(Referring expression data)
----------------------------------------
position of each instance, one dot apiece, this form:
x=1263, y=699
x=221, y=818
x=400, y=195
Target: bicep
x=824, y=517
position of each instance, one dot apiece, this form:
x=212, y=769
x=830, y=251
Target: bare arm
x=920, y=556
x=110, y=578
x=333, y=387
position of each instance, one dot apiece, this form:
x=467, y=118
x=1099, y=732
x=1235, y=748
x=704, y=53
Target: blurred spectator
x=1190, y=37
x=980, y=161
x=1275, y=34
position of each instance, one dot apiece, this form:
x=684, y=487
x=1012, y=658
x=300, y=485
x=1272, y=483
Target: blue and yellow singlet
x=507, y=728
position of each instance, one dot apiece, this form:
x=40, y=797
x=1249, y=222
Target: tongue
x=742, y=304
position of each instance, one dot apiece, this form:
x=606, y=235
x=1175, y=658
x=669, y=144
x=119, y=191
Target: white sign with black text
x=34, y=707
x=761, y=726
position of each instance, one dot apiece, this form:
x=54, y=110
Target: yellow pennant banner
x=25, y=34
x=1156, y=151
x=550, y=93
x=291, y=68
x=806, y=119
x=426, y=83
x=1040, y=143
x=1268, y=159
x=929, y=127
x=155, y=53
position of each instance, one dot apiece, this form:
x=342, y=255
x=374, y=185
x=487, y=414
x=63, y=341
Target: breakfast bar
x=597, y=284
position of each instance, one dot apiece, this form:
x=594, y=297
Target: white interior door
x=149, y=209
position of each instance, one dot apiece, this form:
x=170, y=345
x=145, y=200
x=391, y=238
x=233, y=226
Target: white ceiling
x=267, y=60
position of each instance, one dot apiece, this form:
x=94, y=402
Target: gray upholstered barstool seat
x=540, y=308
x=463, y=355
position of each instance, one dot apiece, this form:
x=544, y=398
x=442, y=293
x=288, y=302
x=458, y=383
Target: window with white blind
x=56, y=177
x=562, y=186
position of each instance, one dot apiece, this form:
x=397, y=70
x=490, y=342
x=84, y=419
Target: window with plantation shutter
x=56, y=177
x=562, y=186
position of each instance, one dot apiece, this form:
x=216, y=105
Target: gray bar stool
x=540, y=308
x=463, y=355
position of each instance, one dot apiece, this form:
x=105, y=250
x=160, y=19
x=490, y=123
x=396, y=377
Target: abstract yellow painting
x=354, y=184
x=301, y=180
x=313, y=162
----------------------------------------
EXERCISE GOAL: Using the records above, output exactly the lines from the first through the line that contains "x=119, y=191", with both of those included.

RESPONSE BOX:
position of each instance, one dot apiece, this form:
x=1263, y=699
x=221, y=818
x=400, y=195
Target: bicep
x=824, y=517
position of each instance, one dot apiece, this form:
x=212, y=769
x=830, y=251
Target: bare arm
x=920, y=556
x=110, y=578
x=333, y=387
position of each instance, one dot apiece, this form:
x=467, y=118
x=1099, y=732
x=1235, y=748
x=704, y=53
Target: blurred spectator
x=1190, y=37
x=980, y=161
x=1275, y=34
position of each instance, one dot apiece, this form:
x=684, y=487
x=1012, y=658
x=300, y=485
x=1272, y=483
Target: blue and yellow singlet
x=507, y=728
position of each instance, one dot apiece, this form:
x=40, y=797
x=1249, y=222
Target: tongue
x=742, y=304
position of each instance, one dot apiece, this form:
x=606, y=235
x=1175, y=658
x=669, y=144
x=119, y=191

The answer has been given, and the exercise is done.